**WHAT YOU ARE ASKED TO DO**
Take the entries below and print only the lines from the one with "Target: basement window" through the one with "Target: white window frame", exactly as they stand, both ends included.

**GIVEN DATA**
• • • • •

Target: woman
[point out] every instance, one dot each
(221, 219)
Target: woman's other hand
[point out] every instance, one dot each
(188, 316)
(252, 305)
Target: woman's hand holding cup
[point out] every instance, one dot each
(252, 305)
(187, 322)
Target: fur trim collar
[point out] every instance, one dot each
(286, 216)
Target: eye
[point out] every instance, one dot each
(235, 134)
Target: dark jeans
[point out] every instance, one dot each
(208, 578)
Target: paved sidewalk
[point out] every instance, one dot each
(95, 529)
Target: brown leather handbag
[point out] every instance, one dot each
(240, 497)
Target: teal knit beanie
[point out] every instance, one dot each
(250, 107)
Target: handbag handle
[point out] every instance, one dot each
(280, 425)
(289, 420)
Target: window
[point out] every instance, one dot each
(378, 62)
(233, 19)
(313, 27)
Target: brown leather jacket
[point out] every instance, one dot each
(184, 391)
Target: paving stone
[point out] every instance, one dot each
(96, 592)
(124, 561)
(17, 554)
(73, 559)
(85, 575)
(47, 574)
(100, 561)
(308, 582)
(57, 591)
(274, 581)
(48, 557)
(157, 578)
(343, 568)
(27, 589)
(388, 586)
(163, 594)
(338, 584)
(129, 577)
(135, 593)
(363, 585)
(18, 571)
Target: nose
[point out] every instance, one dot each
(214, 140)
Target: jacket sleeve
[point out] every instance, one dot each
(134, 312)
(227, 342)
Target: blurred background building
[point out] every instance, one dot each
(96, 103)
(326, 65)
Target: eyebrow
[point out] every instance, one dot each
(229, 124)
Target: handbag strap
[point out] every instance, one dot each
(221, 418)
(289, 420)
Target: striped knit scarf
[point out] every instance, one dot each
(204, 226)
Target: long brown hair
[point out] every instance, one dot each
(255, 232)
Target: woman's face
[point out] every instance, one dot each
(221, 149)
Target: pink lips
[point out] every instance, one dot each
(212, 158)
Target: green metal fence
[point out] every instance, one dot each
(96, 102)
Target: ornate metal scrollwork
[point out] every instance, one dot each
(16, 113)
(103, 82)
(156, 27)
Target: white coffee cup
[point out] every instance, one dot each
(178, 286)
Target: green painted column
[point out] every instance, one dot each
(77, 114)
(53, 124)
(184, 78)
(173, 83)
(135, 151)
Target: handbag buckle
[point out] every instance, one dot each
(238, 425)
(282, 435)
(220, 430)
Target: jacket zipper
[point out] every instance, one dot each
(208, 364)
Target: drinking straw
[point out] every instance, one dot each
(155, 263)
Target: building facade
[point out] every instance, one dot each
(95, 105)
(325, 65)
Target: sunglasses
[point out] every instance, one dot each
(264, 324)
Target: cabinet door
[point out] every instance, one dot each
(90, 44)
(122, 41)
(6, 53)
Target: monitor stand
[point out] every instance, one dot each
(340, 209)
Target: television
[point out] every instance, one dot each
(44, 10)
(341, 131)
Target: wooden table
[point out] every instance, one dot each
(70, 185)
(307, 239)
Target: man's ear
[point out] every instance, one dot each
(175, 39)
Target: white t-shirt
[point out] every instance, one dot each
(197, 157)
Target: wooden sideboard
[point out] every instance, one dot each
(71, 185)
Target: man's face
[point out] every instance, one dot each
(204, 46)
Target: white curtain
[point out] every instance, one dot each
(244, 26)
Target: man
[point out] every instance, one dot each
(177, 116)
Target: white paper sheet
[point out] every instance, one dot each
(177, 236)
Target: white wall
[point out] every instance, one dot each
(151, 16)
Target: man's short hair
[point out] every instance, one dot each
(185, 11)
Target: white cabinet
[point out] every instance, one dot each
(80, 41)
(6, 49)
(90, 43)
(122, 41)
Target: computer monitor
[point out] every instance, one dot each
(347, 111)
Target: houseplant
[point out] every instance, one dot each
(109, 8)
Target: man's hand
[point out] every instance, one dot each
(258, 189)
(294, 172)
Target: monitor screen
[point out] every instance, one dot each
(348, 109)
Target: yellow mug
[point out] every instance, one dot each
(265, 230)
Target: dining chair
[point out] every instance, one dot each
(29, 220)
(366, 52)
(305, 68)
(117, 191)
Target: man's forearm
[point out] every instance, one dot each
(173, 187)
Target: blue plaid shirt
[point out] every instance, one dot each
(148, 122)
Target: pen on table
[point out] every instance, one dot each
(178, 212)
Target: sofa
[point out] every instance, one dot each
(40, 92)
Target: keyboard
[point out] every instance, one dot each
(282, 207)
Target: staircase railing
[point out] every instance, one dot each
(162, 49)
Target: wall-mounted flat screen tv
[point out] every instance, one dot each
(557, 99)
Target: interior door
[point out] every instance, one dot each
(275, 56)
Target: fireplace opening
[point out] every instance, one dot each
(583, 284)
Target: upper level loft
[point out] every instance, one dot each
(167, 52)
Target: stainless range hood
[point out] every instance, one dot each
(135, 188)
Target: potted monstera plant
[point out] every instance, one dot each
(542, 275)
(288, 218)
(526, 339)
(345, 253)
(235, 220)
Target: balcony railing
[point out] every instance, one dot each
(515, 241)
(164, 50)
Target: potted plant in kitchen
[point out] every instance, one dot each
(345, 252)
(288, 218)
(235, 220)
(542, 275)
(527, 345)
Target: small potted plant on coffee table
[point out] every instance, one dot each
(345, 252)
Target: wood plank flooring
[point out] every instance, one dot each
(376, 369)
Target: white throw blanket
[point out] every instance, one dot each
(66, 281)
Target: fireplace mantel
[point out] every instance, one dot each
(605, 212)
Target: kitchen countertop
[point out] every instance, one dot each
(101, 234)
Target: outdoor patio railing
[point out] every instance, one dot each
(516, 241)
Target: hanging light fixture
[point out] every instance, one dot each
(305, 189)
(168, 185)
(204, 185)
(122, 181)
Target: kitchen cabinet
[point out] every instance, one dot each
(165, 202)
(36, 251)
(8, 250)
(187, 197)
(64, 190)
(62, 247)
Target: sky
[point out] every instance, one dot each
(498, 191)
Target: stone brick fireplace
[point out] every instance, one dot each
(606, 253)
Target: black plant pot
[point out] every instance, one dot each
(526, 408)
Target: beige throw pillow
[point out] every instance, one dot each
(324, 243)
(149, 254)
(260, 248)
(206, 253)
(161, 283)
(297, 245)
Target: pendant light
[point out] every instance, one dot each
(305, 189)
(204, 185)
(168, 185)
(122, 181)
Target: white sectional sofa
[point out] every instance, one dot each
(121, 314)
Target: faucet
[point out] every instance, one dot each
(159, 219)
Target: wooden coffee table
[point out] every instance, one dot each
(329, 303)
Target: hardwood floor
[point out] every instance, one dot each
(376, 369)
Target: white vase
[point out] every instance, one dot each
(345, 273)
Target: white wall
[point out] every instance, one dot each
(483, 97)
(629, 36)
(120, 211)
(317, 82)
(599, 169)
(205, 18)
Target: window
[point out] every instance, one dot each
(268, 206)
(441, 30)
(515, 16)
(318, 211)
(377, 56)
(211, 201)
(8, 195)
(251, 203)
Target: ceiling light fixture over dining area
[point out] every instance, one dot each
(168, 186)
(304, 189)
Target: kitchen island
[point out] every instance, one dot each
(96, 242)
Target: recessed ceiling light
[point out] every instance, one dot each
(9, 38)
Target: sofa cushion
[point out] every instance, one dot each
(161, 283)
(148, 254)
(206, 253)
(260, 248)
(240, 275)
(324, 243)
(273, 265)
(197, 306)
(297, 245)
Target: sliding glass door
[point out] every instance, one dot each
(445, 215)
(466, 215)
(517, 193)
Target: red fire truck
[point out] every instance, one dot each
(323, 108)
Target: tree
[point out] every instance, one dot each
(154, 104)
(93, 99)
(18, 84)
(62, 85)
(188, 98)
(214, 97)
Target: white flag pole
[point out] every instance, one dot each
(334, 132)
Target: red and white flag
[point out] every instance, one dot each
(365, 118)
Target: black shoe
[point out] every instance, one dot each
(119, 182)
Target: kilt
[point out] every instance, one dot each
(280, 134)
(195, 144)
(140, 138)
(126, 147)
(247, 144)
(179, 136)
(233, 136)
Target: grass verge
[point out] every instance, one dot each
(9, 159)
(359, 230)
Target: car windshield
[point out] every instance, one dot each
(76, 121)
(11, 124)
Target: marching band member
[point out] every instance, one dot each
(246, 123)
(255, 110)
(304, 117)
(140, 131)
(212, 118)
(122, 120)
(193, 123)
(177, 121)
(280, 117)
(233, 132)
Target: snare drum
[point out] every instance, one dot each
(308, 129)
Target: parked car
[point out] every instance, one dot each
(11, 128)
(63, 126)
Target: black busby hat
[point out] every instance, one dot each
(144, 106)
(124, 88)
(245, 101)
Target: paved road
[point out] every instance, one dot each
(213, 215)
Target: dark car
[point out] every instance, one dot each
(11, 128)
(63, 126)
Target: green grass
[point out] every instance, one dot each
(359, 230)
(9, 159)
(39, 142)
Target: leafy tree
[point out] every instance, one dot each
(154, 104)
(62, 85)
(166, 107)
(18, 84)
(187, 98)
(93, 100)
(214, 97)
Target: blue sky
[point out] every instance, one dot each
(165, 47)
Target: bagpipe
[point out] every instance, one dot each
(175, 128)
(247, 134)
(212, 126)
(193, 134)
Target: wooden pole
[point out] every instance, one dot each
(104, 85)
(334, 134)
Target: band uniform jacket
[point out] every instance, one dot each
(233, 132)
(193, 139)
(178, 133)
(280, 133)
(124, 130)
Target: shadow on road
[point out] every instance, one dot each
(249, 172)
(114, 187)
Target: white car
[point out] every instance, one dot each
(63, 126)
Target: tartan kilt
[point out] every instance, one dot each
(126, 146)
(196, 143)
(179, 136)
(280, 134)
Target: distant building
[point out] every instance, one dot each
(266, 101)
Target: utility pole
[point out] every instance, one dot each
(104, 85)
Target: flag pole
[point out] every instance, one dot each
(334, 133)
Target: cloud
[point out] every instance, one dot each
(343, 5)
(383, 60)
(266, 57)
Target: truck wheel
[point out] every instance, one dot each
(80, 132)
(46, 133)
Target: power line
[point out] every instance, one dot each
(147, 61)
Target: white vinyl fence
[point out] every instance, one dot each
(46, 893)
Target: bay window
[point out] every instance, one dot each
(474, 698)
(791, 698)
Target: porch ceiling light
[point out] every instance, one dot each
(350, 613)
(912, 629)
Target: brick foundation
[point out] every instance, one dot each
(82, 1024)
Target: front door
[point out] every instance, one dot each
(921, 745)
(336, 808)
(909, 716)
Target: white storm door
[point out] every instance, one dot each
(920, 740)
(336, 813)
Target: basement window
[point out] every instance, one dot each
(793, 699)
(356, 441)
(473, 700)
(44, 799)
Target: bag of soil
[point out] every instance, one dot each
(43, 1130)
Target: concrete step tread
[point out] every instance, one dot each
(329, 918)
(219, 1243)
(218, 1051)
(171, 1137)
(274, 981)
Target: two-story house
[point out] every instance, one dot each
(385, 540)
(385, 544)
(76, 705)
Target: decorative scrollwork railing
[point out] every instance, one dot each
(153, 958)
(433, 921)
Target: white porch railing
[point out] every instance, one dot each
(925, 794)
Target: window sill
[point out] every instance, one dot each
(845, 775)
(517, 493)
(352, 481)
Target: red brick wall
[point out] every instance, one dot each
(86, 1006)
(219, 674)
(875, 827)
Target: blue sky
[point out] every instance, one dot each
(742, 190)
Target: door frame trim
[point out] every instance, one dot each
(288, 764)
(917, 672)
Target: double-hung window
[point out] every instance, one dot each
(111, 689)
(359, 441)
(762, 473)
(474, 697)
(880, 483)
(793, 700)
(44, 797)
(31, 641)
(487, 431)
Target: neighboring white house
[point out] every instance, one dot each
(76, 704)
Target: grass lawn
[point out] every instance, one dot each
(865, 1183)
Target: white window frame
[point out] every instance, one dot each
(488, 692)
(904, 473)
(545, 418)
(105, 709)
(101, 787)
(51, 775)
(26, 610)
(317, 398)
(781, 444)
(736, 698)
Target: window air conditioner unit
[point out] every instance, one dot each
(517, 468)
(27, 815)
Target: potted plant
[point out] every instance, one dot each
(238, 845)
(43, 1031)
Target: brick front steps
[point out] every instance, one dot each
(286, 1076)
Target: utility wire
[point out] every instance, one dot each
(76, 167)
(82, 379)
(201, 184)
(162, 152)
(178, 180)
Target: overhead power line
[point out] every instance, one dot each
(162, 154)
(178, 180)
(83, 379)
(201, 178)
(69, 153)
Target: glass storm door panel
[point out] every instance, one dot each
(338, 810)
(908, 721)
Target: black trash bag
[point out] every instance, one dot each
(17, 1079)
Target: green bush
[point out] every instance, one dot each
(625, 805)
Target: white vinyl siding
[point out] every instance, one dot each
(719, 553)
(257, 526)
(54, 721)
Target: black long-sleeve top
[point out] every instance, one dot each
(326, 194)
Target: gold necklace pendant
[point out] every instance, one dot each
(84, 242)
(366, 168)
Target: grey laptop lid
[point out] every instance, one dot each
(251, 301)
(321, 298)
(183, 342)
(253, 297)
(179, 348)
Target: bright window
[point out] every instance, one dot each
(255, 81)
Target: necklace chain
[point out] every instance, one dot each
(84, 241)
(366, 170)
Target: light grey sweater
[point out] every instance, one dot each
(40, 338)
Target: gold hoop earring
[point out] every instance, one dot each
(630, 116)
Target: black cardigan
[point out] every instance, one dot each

• • • • •

**RESULT BELOW**
Target: basement window
[point out] every instance, one dot each
(793, 699)
(356, 441)
(473, 700)
(44, 799)
Target: bag of soil
[point out] every instance, one dot each
(43, 1130)
Target: concrete step tread
[point out] every instance, one dot each
(329, 918)
(219, 1243)
(218, 1051)
(171, 1137)
(274, 981)
Target: two-story house
[point out] every instance, one dot each
(385, 540)
(385, 544)
(76, 705)
Target: decorative scrollwork railing
[point out] every instance, one dot each
(153, 958)
(433, 921)
Target: white porch railing
[point out] every instance, one dot each
(925, 794)
Target: window sill
[point out] every instance, one dot each
(845, 775)
(517, 493)
(352, 481)
Target: red brick wall
[point out] every instance, one dot each
(86, 1006)
(219, 674)
(875, 827)
Target: blue sky
[point out] every instance, one dot each
(742, 190)
Target: door frame trim
[point out] every instance, one dot each
(288, 764)
(917, 672)
Target: double-hung window
[point out] every instance, one dot each
(111, 689)
(359, 441)
(762, 473)
(474, 697)
(880, 483)
(793, 700)
(44, 797)
(31, 641)
(487, 431)
Target: neighboring white house
[point out] every instance, one dot each
(76, 704)
Target: grass lawn
[point out] every instance, one dot each
(865, 1183)
Target: white window frame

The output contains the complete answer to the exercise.